▶ _About this task_: Reproduce every line of the data below verbatim, leaving out the pictures.

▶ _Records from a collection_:
↓
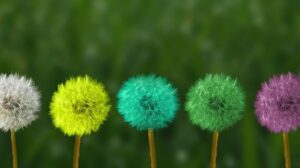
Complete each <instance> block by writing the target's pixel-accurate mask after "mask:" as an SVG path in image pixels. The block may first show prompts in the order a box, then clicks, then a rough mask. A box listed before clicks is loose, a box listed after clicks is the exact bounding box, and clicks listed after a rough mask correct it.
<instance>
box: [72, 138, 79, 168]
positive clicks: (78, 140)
mask: <svg viewBox="0 0 300 168" xmlns="http://www.w3.org/2000/svg"><path fill="white" fill-rule="evenodd" d="M79 155H80V136H76V137H75V144H74V157H73V168H79Z"/></svg>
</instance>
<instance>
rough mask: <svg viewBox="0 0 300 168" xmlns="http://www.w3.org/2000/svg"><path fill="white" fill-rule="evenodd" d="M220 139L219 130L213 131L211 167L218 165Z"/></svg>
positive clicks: (210, 167)
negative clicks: (218, 146)
mask: <svg viewBox="0 0 300 168" xmlns="http://www.w3.org/2000/svg"><path fill="white" fill-rule="evenodd" d="M218 139H219V132H218V131H217V130H215V131H214V133H213V139H212V146H211V158H210V168H216V167H217V150H218Z"/></svg>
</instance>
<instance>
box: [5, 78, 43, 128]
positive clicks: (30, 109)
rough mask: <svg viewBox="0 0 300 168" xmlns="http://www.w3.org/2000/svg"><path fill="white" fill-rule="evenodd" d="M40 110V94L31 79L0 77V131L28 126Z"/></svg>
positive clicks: (21, 127)
mask: <svg viewBox="0 0 300 168" xmlns="http://www.w3.org/2000/svg"><path fill="white" fill-rule="evenodd" d="M39 110H40V93H39V92H38V90H37V88H36V87H35V85H34V84H33V82H32V80H31V79H27V78H25V77H23V76H19V75H17V74H12V75H5V74H1V75H0V129H2V130H3V131H5V132H6V131H9V130H14V131H17V130H19V129H20V128H23V127H26V126H28V125H29V124H30V123H31V122H32V121H34V120H35V119H36V118H37V117H38V115H37V112H38V111H39Z"/></svg>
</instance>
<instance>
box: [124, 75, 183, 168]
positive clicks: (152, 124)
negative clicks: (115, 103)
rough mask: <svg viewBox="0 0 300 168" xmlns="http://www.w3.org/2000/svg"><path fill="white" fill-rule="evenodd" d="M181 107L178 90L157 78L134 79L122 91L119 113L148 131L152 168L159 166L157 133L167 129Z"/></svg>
mask: <svg viewBox="0 0 300 168" xmlns="http://www.w3.org/2000/svg"><path fill="white" fill-rule="evenodd" d="M178 107H179V104H178V96H177V91H176V89H175V88H174V87H173V86H172V85H171V84H170V83H169V82H168V81H167V80H166V79H164V78H162V77H158V76H156V75H145V76H144V75H143V76H137V77H133V78H130V79H129V80H128V81H126V82H125V83H124V84H123V86H122V87H121V89H120V90H119V92H118V111H119V113H120V114H121V115H122V116H123V118H124V120H125V121H126V122H127V123H128V124H129V125H131V126H132V127H134V128H136V129H137V130H140V131H144V130H148V136H149V145H150V159H151V168H155V167H156V157H155V145H154V134H153V130H157V129H160V128H165V127H167V126H168V124H169V123H171V122H172V121H173V120H174V118H175V115H176V112H177V110H178Z"/></svg>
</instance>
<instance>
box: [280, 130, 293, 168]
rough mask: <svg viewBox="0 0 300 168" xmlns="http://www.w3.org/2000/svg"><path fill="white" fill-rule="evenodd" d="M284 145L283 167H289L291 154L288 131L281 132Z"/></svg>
mask: <svg viewBox="0 0 300 168" xmlns="http://www.w3.org/2000/svg"><path fill="white" fill-rule="evenodd" d="M282 136H283V145H284V158H285V168H291V156H290V146H289V136H288V133H282Z"/></svg>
↑
▶ _Exercise solution_:
Complete each <instance> block by writing the target's pixel-accurate mask after "mask:" as an SVG path in image pixels. The block may first show prompts in the order a box, then clicks, then a rough mask. A box listed before clicks is loose, a box listed after clicks is the exact bounding box, and clicks listed after a rough mask correct it.
<instance>
box: [72, 138, 79, 168]
positive clicks: (78, 140)
mask: <svg viewBox="0 0 300 168" xmlns="http://www.w3.org/2000/svg"><path fill="white" fill-rule="evenodd" d="M79 155H80V136H76V137H75V144H74V157H73V168H79Z"/></svg>
</instance>
<instance>
rough mask: <svg viewBox="0 0 300 168" xmlns="http://www.w3.org/2000/svg"><path fill="white" fill-rule="evenodd" d="M220 139L219 130L213 131L211 167L218 165Z"/></svg>
positive clicks: (210, 167)
negative clicks: (218, 146)
mask: <svg viewBox="0 0 300 168" xmlns="http://www.w3.org/2000/svg"><path fill="white" fill-rule="evenodd" d="M218 139H219V132H218V131H217V130H215V131H214V133H213V139H212V146H211V158H210V168H216V167H217V150H218Z"/></svg>
</instance>
<instance>
box: [5, 78, 43, 128]
positive clicks: (30, 109)
rough mask: <svg viewBox="0 0 300 168" xmlns="http://www.w3.org/2000/svg"><path fill="white" fill-rule="evenodd" d="M40 110V94L31 79L0 77V131L28 126Z"/></svg>
positive clicks: (21, 127)
mask: <svg viewBox="0 0 300 168" xmlns="http://www.w3.org/2000/svg"><path fill="white" fill-rule="evenodd" d="M39 110H40V93H39V92H38V90H37V88H36V87H35V85H34V84H33V82H32V80H31V79H27V78H25V77H23V76H19V75H17V74H12V75H5V74H1V75H0V129H2V130H3V131H5V132H6V131H9V130H14V131H17V130H19V129H20V128H23V127H26V126H28V125H29V124H30V123H31V122H32V121H34V120H35V119H36V118H37V117H38V115H37V112H38V111H39Z"/></svg>
</instance>
<instance>
box: [124, 75, 183, 168]
positive clicks: (152, 124)
negative clicks: (115, 103)
rough mask: <svg viewBox="0 0 300 168" xmlns="http://www.w3.org/2000/svg"><path fill="white" fill-rule="evenodd" d="M181 107L178 90L157 78L134 79L122 91L119 113L148 131L152 168L159 166L157 133L167 129Z"/></svg>
mask: <svg viewBox="0 0 300 168" xmlns="http://www.w3.org/2000/svg"><path fill="white" fill-rule="evenodd" d="M178 107H179V104H178V96H177V91H176V89H175V88H174V87H173V86H172V85H171V84H170V83H169V82H168V81H167V80H166V79H164V78H162V77H158V76H156V75H145V76H144V75H143V76H137V77H133V78H130V79H129V80H128V81H126V82H125V83H124V84H123V86H122V87H121V89H120V90H119V92H118V111H119V113H120V114H121V115H122V116H123V118H124V120H125V121H126V122H127V123H128V124H129V125H131V126H132V127H134V128H136V129H137V130H140V131H144V130H148V136H149V145H150V159H151V168H155V167H156V157H155V145H154V134H153V130H157V129H160V128H165V127H167V126H168V124H169V123H171V122H172V121H173V120H174V118H175V115H176V112H177V110H178Z"/></svg>
</instance>
<instance>
box: [280, 130, 293, 168]
rough mask: <svg viewBox="0 0 300 168" xmlns="http://www.w3.org/2000/svg"><path fill="white" fill-rule="evenodd" d="M284 145L283 167H289L291 154L288 131L281 132Z"/></svg>
mask: <svg viewBox="0 0 300 168" xmlns="http://www.w3.org/2000/svg"><path fill="white" fill-rule="evenodd" d="M282 136H283V145H284V158H285V168H291V156H290V146H289V136H288V133H282Z"/></svg>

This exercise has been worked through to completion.